=== DATASET ROWS ===
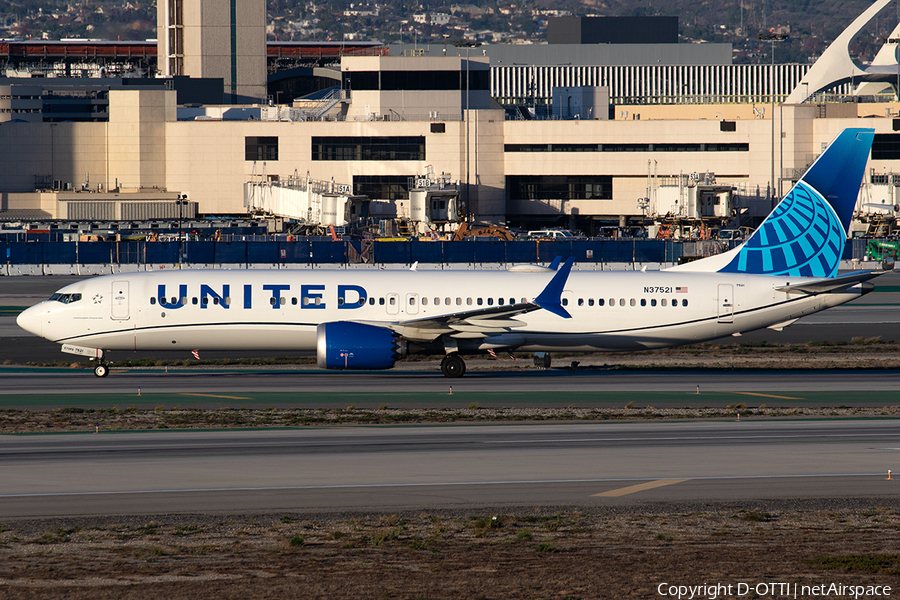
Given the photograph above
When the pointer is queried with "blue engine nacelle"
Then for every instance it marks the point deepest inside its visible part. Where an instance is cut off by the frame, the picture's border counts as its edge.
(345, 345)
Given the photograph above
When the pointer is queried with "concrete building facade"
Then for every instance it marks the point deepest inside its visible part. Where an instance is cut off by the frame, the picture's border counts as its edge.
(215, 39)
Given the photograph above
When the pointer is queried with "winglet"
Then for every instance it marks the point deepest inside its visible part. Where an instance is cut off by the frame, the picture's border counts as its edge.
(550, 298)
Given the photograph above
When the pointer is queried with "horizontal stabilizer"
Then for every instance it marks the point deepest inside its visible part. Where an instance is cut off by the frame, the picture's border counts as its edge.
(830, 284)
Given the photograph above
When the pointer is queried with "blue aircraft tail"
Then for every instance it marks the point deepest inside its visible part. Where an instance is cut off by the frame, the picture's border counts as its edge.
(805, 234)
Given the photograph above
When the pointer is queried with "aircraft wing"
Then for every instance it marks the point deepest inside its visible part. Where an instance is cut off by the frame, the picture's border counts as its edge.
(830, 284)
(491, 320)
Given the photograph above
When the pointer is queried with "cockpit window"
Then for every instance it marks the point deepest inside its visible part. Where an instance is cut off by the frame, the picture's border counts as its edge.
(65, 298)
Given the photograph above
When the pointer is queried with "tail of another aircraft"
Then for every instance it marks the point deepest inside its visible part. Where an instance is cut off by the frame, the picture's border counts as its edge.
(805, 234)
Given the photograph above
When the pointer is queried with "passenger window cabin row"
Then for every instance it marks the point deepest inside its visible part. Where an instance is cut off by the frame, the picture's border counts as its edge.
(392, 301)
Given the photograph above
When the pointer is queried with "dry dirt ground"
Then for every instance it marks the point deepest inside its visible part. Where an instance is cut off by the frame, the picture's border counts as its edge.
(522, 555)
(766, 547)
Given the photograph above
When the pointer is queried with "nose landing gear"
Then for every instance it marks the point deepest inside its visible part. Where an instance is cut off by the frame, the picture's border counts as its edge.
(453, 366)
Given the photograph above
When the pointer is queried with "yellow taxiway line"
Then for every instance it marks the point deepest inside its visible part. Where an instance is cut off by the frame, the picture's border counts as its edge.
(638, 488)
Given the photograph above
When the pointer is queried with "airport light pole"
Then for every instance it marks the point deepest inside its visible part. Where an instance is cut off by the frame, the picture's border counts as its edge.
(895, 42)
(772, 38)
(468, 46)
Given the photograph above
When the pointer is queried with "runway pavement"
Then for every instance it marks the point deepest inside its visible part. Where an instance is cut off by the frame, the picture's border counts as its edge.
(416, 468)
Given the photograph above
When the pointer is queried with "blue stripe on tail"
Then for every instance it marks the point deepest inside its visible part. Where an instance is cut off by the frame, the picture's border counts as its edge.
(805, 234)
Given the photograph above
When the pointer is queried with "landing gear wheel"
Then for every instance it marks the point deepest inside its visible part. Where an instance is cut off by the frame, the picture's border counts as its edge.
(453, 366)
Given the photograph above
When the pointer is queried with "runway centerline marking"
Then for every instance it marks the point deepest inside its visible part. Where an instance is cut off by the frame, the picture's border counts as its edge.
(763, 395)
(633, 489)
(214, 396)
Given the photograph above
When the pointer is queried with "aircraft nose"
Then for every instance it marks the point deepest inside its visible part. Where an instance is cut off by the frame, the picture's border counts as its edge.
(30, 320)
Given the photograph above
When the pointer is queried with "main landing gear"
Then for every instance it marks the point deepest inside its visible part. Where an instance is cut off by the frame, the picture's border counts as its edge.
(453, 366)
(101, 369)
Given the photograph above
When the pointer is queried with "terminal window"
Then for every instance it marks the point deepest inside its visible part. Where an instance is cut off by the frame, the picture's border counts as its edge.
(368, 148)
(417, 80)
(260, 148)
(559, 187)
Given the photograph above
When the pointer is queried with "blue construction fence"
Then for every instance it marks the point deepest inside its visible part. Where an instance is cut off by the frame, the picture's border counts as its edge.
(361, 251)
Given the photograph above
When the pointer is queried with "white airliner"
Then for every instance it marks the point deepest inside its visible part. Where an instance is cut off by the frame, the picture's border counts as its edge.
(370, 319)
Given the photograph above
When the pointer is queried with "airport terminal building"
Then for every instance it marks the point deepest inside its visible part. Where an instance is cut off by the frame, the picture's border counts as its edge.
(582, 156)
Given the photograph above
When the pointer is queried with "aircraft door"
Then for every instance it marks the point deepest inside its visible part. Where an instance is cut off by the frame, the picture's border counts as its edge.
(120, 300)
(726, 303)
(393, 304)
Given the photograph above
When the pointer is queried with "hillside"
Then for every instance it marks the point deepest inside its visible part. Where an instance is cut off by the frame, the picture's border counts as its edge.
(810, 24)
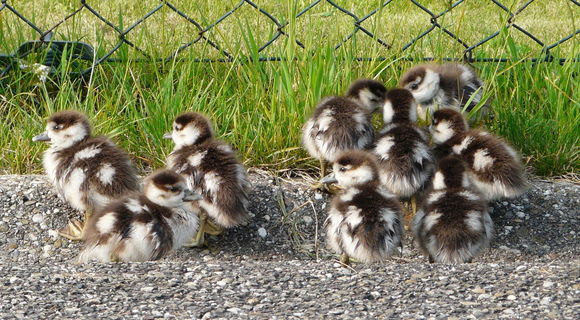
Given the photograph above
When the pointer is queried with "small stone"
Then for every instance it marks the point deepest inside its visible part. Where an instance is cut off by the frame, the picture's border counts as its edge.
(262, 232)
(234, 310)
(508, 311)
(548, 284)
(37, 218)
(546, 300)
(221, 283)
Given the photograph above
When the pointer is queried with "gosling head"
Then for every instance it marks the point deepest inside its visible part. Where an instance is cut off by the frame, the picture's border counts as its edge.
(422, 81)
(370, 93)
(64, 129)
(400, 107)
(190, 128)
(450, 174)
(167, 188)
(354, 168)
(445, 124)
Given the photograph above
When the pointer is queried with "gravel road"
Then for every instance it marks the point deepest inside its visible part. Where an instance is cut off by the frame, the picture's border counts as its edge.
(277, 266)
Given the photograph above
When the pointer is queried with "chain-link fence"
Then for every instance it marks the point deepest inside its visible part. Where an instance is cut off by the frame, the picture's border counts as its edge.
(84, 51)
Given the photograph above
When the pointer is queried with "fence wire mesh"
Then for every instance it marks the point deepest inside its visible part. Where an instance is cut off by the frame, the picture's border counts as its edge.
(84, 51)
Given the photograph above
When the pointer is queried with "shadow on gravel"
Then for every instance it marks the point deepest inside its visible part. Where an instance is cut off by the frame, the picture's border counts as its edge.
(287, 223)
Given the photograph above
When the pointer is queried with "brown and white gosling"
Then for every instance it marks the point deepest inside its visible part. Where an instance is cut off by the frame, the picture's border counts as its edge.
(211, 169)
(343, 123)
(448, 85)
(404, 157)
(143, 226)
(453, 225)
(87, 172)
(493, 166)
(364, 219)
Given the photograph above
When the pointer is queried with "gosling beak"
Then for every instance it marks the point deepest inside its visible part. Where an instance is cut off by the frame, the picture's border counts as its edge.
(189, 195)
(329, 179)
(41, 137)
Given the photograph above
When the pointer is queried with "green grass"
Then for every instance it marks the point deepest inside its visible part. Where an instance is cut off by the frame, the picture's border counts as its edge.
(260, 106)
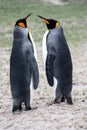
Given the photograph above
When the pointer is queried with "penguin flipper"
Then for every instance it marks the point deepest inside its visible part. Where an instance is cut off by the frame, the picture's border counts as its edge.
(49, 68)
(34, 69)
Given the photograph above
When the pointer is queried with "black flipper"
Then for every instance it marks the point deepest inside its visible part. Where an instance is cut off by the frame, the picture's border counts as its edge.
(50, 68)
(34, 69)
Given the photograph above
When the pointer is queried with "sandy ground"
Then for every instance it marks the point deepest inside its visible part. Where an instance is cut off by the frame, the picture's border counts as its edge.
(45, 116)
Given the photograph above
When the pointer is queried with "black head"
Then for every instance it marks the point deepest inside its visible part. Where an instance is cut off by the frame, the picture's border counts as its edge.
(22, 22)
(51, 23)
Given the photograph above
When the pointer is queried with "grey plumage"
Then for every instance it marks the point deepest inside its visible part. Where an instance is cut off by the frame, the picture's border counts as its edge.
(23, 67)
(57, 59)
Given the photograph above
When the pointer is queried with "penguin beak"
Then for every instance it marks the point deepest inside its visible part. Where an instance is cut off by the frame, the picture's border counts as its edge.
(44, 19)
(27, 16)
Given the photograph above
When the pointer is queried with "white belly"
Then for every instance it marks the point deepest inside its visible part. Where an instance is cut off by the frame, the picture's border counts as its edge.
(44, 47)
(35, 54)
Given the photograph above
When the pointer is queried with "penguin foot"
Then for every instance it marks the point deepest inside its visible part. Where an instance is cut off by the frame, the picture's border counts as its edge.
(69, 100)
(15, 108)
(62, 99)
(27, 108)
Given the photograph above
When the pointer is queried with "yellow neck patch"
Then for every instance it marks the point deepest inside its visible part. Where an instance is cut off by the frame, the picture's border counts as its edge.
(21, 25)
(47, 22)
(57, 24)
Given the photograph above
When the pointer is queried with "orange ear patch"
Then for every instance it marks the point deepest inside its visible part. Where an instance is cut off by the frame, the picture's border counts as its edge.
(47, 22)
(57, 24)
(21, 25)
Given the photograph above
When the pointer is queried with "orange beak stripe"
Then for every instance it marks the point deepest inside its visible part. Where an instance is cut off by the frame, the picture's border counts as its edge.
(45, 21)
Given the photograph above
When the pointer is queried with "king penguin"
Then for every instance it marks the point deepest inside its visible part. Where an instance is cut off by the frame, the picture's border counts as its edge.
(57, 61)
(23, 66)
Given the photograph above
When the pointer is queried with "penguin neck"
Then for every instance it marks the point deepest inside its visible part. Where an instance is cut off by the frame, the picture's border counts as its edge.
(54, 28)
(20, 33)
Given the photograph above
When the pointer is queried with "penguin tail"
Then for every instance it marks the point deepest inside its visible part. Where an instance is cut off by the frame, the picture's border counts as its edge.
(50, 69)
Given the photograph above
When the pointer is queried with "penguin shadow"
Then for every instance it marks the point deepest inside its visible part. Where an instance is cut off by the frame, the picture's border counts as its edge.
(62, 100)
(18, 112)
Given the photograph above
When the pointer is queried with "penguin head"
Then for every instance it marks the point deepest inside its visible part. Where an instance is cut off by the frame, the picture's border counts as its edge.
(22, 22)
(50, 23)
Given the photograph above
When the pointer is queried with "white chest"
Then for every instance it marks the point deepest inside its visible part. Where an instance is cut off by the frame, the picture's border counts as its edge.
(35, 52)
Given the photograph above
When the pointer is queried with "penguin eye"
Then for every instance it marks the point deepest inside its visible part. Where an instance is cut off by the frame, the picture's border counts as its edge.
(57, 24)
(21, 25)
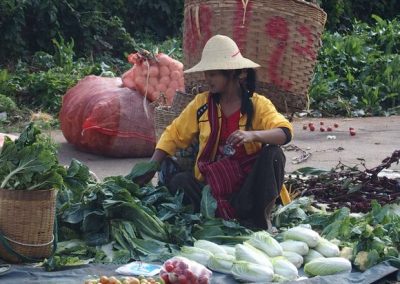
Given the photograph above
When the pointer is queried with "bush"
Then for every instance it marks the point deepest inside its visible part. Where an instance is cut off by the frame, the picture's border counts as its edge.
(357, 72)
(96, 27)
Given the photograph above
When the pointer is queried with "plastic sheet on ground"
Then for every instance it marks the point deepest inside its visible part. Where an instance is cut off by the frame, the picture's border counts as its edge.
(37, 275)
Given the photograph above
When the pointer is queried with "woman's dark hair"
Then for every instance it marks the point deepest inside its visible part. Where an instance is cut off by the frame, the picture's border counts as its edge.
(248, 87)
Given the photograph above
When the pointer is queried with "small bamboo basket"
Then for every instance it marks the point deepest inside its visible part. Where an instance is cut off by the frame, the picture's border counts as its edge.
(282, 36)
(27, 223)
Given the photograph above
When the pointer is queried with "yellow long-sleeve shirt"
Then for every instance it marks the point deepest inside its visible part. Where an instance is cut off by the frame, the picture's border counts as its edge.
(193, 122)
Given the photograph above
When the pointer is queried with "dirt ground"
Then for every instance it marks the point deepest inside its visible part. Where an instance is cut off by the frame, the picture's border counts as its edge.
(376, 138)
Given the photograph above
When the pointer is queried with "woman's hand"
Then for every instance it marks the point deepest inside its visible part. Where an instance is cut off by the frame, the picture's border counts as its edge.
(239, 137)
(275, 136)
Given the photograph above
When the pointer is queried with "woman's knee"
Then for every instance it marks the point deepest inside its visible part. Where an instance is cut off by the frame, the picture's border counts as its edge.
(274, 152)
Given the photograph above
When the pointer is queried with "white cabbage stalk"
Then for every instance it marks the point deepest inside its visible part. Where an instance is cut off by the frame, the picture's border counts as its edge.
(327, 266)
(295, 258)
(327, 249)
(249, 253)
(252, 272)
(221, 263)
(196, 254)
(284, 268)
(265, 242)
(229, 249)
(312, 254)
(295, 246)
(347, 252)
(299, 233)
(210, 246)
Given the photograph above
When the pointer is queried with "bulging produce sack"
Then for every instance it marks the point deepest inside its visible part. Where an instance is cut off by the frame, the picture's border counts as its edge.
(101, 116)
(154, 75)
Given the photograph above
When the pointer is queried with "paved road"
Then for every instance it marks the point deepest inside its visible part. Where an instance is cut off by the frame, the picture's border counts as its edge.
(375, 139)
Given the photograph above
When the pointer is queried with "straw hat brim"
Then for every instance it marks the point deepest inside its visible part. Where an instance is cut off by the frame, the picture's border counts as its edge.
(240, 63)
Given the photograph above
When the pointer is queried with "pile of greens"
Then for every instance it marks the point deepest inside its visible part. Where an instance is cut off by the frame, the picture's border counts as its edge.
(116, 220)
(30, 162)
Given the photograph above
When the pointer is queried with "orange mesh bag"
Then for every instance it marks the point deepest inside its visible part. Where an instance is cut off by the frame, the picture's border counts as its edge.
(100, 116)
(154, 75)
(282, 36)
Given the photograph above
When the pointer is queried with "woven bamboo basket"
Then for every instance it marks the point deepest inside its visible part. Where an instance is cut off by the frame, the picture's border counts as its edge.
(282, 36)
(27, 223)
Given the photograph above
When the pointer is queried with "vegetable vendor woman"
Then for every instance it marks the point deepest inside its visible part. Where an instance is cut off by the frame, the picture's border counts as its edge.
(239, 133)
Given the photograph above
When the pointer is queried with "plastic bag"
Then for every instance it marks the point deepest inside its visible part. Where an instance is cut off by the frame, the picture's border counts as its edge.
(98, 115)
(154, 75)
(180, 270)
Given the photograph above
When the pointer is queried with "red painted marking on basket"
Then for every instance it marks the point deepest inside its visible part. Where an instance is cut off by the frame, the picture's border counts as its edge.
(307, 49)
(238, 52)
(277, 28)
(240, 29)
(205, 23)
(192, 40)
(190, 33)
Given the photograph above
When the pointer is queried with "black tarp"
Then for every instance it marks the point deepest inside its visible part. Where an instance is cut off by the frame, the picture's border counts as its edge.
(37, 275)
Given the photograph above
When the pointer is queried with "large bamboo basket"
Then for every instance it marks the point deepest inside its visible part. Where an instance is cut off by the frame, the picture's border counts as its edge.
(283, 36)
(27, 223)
===
PROBLEM DESCRIPTION
Count the lines in the listing that contain the word "dirt", treating uppercase and lowercase as different, and give only the number.

RIGHT ANSWER
2